_EXTRAIT À LIRE_.
↓
Pour atténuer la tempête de cytokines qui cause la détresse respiratoire, il faut cibler les molécules pro-inflammatoires présentes dans les poumons et non celles détectées dans le sang
On ne peut pas déduire ce qui déclenche l’hyper-inflammation des poumons des personnes sévèrement atteintes de COVID-19 à partir de ce que l’on mesure dans le sang. Il faudrait tenir compte de ce fait si l’on espère concevoir des médicaments efficaces pour réduire la morbidité et la mortalité chez les gens exposés à la tempête de cytokines déclenchée par la COVID-19.
C’est la conclusion à laquelle arrivent des chercheurs de la Faculté de médecine de l’Université Laval et de l’Université de Rabat après avoir comparé les molécules pro-inflammatoires présentes dans le sang et dans les poumons de 45 personnes chez qui la COVID-19 avait nécessité une intubation.
Leurs analyses, qui viennent de paraître dans le Journal of Allergy and Clinical Immunology, montrent que:
- Les concentrations des molécules pro-inflammatoires détectées dans le sang des malades diffèrent de celles mesurées dans leurs poumons.
- La corrélation entre la concentration sanguine et la concentration pulmonaire d’une même molécule pro-inflammatoire est faible.
- Les concentrations de molécules pro-inflammatoires sont plus élevées dans le sang que dans les poumons. Seule exception, les protéines CXCL1 et CXCL8 ont des concentrations au moins 30 fois plus élevées dans les poumons que dans le sang.
« Les molécules CXCL1 et CXCL8 sont probablement les principales responsables de l’exacerbation de l’afflux de leucocytes dans les poumons des malades, analyse le responsable de l’étude, Louis Flamand. C’est cet afflux qui provoque la congestion des alvéoles empêchant les personnes atteintes de COVID-19 de bien respirer. »
Les résultats de cette étude expliqueraient pourquoi la recherche de médicaments pour contrer la tempête de cytokines a donné des résultats décevants jusqu’à présent.
↑
(Éléments enregistrés)
↓
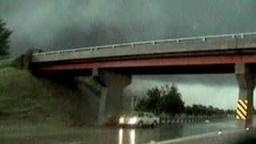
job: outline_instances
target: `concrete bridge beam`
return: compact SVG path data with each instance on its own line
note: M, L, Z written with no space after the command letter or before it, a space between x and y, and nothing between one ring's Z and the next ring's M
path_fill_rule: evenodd
M102 86L98 117L98 124L102 125L120 115L123 110L122 90L131 83L132 77L98 70L93 70L93 76Z
M238 102L237 110L237 126L238 128L247 128L252 126L253 120L253 96L254 89L255 86L254 74L250 70L249 67L245 63L235 64L235 76L239 86L239 96ZM242 100L239 102L239 100ZM244 101L246 106L239 106L241 102ZM239 110L238 110L239 107ZM238 116L238 110L241 111L241 109L244 109L246 114L246 119L242 119ZM239 112L238 112L239 113ZM240 113L241 115L241 113Z

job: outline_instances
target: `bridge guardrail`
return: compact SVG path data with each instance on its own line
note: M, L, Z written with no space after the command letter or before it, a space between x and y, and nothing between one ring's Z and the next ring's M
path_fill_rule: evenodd
M178 43L184 41L193 41L193 40L202 40L204 42L204 41L206 41L207 39L222 38L244 38L246 36L250 36L250 35L256 35L256 32L240 33L240 34L232 34L208 35L208 36L200 36L200 37L188 37L188 38L171 38L171 39L163 39L163 40L155 40L155 41L145 41L145 42L128 42L128 43L121 43L121 44L114 44L114 45L105 45L105 46L77 48L77 49L69 49L69 50L62 50L34 53L33 54L33 55L37 56L37 55L49 55L49 54L62 54L62 53L75 53L75 52L88 51L88 50L98 50L101 49L115 49L115 48L121 48L124 46L134 47L136 46L141 46L141 45L146 45L146 44L157 45L159 43L165 43L165 42L178 42Z

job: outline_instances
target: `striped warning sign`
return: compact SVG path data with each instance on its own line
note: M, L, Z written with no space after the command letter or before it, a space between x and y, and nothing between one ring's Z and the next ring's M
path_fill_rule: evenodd
M248 101L245 99L239 99L237 109L237 119L246 119L247 115L247 103Z

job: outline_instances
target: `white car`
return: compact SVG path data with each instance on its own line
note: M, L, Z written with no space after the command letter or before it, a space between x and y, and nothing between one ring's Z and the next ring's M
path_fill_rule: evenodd
M144 125L156 126L159 123L158 117L153 113L134 112L128 116L122 116L119 118L119 126L131 126L142 127Z

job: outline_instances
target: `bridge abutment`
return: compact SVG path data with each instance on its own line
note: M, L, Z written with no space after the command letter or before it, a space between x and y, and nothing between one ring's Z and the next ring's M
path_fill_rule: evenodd
M93 70L93 76L102 86L98 124L111 122L123 110L122 90L131 83L131 76L98 70Z
M254 74L245 63L235 64L234 74L239 86L236 111L237 126L238 128L251 127L254 109L253 96L255 86Z

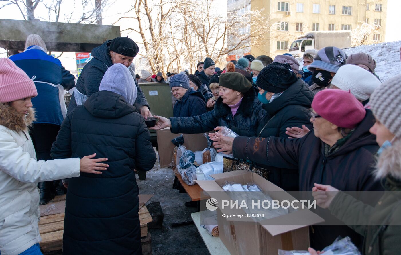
↑
_CONSIGNES_.
1. D'après le texte sur la tempête de cytokines, pourquoi faut-il cibler les molécules pro-inflammatoires des poumons plutôt que celles détectées dans le sang ? Répondez en une à trois phrases.
2. Citez tout le passage du texte sur la tempête de cytokines, depuis « - Les concentrations de molécules » jusqu'à « décevants jusqu’à présent. ».

_LISTE DES RÉPONSES_.
1. Chez les 45 malades intubés étudiés, les concentrations de molécules pro-inflammatoires mesurées dans le sang diffèrent de celles des poumons, et la corrélation entre les deux est faible. De plus, CXCL1 et CXCL8 sont au moins 30 fois plus concentrées dans les poumons que dans le sang. Ces deux molécules sont probablement les principales responsables de l'afflux de leucocytes qui congestionne les alvéoles et empêche de bien respirer.

2.
- Les concentrations de molécules pro-inflammatoires sont plus élevées dans le sang que dans les poumons. Seule exception, les protéines CXCL1 et CXCL8 ont des concentrations au moins 30 fois plus élevées dans les poumons que dans le sang.
« Les molécules CXCL1 et CXCL8 sont probablement les principales responsables de l’exacerbation de l’afflux de leucocytes dans les poumons des malades, analyse le responsable de l’étude, Louis Flamand. C’est cet afflux qui provoque la congestion des alvéoles empêchant les personnes atteintes de COVID-19 de bien respirer. »
Les résultats de cette étude expliqueraient pourquoi la recherche de médicaments pour contrer la tempête de cytokines a donné des résultats décevants jusqu’à présent.